── PROVIDED PASSAGE
Happy New Edimental Year

Wishing all my friends, family and all the amazing folk I’ve met live and online this year a very happy green year in which things WILL begin to change for the better for our wonderful planet earth!
However, things are not changing for the better for ulluco (Ullucus tuberosus) in the bottom row in this animation as this is the last year I’m growing this wonderfully colourful root crop which I’ve been growing now since 2007 (see the comments below for the reason for this!)
The top two rows are oca (Oxalis tuberosus). Both are from the Andes and were harvested yesterday indoors (grown in large pots brought inside before the first frostsin October).
────
── DATASET ENTRIES
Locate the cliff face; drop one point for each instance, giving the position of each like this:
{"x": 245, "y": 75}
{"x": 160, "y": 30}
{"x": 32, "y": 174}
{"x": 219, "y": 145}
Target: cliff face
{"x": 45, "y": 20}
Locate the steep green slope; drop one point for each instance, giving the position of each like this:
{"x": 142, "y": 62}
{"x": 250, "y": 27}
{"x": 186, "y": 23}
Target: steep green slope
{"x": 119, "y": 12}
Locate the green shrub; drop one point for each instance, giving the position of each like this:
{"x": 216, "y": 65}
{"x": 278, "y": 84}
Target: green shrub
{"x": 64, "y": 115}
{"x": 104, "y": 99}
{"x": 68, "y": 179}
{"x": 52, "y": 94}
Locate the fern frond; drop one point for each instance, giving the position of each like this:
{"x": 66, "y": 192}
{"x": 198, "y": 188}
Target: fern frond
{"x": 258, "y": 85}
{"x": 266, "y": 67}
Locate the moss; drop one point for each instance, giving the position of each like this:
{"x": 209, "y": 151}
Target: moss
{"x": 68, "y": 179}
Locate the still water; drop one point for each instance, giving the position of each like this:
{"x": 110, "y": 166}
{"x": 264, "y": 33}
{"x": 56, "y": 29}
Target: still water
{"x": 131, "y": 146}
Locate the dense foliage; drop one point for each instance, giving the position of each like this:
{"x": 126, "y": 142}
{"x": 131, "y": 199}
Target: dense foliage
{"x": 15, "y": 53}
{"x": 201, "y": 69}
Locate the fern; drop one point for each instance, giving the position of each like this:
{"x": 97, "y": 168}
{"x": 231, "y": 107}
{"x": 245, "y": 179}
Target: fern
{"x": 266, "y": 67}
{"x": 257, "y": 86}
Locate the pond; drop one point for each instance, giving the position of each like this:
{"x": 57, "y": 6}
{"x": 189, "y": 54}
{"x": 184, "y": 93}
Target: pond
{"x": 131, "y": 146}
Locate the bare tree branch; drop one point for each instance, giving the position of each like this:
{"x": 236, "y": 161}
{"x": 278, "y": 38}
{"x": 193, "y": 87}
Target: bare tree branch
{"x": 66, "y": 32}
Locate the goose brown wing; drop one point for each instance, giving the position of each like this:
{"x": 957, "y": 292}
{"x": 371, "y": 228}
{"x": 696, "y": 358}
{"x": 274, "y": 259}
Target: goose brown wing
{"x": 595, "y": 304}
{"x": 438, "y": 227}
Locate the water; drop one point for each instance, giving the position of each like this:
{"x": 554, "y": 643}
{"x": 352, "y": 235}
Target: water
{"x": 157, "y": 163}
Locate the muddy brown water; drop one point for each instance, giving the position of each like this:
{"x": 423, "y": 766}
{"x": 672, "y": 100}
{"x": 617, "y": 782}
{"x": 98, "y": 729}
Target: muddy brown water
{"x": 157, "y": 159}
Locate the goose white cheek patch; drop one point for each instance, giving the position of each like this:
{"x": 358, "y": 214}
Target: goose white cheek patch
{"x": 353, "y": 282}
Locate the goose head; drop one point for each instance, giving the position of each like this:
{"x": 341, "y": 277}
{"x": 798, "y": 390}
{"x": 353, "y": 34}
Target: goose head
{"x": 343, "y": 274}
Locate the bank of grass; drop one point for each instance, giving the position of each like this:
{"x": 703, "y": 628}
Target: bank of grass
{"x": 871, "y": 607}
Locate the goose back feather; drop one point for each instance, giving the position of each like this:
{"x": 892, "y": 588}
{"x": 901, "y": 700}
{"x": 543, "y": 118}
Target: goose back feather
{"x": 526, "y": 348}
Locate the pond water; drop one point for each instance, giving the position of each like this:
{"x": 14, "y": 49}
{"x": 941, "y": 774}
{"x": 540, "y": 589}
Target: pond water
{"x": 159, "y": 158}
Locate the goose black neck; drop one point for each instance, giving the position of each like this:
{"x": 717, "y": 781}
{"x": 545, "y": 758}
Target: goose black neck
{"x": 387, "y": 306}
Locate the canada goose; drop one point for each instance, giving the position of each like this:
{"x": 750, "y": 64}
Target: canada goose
────
## WRITTEN PROBLEM A:
Answer the following from the New Year post, one answer per line:
(i) Since what year has the writer been growing ulluco?
(ii) Which crop occupies the top two rows of the animation?
(iii) When were the crops harvested?
## WRITTEN PROBLEM B:
From the New Year post, quote everything from "Happy New Edimental" down to "first frostsin October).".

## FULL RESPONSE A:
(i) 2007
(ii) Oca (Oxalis tuberosus)
(iii) Yesterday

## FULL RESPONSE B:
Happy New Edimental Year

Wishing all my friends, family and all the amazing folk I’ve met live and online this year a very happy green year in which things WILL begin to change for the better for our wonderful planet earth!
However, things are not changing for the better for ulluco (Ullucus tuberosus) in the bottom row in this animation as this is the last year I’m growing this wonderfully colourful root crop which I’ve been growing now since 2007 (see the comments below for the reason for this!)
The top two rows are oca (Oxalis tuberosus). Both are from the Andes and were harvested yesterday indoors (grown in large pots brought inside before the first frostsin October).